-- Exercise objective --
Print every line of the data below without changing a single character.

-- Items --
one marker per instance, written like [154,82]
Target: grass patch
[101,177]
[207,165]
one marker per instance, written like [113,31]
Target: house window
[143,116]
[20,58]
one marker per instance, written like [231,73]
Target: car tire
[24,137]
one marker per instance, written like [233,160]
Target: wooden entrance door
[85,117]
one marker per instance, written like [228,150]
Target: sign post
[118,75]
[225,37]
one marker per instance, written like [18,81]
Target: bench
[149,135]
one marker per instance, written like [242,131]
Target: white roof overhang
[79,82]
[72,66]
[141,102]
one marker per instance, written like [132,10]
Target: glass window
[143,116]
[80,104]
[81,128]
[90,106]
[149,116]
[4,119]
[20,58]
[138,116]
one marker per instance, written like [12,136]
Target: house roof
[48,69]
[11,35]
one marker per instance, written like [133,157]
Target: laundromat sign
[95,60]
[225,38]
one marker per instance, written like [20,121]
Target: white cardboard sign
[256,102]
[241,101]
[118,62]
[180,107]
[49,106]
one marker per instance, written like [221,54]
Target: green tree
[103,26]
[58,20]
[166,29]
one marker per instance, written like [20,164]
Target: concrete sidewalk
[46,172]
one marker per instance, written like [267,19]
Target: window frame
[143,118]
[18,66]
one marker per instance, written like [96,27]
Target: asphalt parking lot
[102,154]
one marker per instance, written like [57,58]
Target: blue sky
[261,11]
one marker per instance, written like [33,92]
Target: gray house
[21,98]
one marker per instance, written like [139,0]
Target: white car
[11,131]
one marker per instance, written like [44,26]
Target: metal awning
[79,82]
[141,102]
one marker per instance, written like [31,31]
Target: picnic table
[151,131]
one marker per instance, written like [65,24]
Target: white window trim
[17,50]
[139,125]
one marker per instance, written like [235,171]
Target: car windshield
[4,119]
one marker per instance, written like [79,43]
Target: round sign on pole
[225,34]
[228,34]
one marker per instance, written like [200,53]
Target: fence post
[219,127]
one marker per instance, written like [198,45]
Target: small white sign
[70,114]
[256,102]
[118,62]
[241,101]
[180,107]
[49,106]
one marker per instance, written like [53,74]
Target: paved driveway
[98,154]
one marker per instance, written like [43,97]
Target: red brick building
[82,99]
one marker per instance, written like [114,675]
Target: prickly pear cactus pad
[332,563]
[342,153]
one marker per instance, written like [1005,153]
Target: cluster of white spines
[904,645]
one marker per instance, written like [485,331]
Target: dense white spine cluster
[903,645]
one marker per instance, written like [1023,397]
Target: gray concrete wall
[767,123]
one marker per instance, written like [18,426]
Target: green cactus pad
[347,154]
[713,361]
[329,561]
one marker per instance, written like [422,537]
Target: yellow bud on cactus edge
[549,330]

-- Correct answer --
one marker per instance, written like [154,82]
Target: grass patch
[101,177]
[207,165]
one marker per instance, written like [113,31]
Target: house window
[143,116]
[20,58]
one marker per instance, written like [231,73]
Target: car tire
[24,137]
one marker per instance, written like [233,160]
Target: wooden entrance door
[85,117]
one marker per instance, written like [228,150]
Target: sign post
[118,75]
[225,37]
one marker per instance, written like [18,81]
Target: bench
[149,135]
one marker per instance, written like [242,131]
Target: white roof overhang
[79,82]
[72,66]
[141,102]
one marker per instance, written like [132,10]
Target: glass window
[143,116]
[80,104]
[81,128]
[90,106]
[149,116]
[4,119]
[20,58]
[138,116]
one marker per instance, written like [12,136]
Target: house roof
[48,69]
[11,35]
one marker per instance, written like [133,157]
Target: laundromat sign
[95,60]
[225,38]
one marker per instance, written like [20,121]
Target: white cardboard sign
[256,102]
[241,101]
[118,62]
[180,107]
[49,106]
one marker per instance, written like [221,54]
Target: green tree
[103,26]
[58,20]
[166,29]
one marker per instance, written like [20,164]
Target: concrete sidewalk
[46,172]
one marker per instance, written like [267,19]
Target: window frame
[143,118]
[18,66]
one marker per instance, written like [96,27]
Target: asphalt parking lot
[102,154]
one marker per instance, written like [57,58]
Target: blue sky
[261,11]
one marker per instance, written like [33,92]
Target: gray house
[21,98]
one marker per instance, written like [139,0]
Target: white car
[11,131]
one marker per instance, written like [44,26]
Target: metal awning
[79,82]
[141,102]
one marker per instance, written like [31,31]
Target: picnic table
[151,131]
one marker per instance, written like [65,24]
Target: white window trim
[17,50]
[139,125]
one marker per instance, written like [235,171]
Target: car windshield
[4,119]
one marker per instance, written like [79,43]
Target: round sign on pole
[225,34]
[228,34]
one marker per instance, written like [200,53]
Target: fence post
[219,127]
one marker per instance, written like [198,45]
Target: small white sign
[70,114]
[256,102]
[118,62]
[241,101]
[180,107]
[49,106]
one marker per instance, written like [53,74]
Target: paved driveway
[98,154]
one marker per instance, written like [43,97]
Target: red brick building
[82,99]
one marker per instance, written like [114,675]
Target: prickly pear cactus pad
[332,563]
[342,153]
one marker per instance, written like [1005,153]
Target: cluster of white spines
[904,645]
one marker per instance, written like [485,331]
Target: dense white spine cluster
[903,645]
one marker per instance, written like [1023,397]
Target: gray concrete wall
[767,123]
one marker per instance, written like [18,426]
Target: green cactus pad
[347,154]
[713,361]
[329,561]
one marker per instance, written like [422,537]
Target: yellow bud on cactus edge
[549,330]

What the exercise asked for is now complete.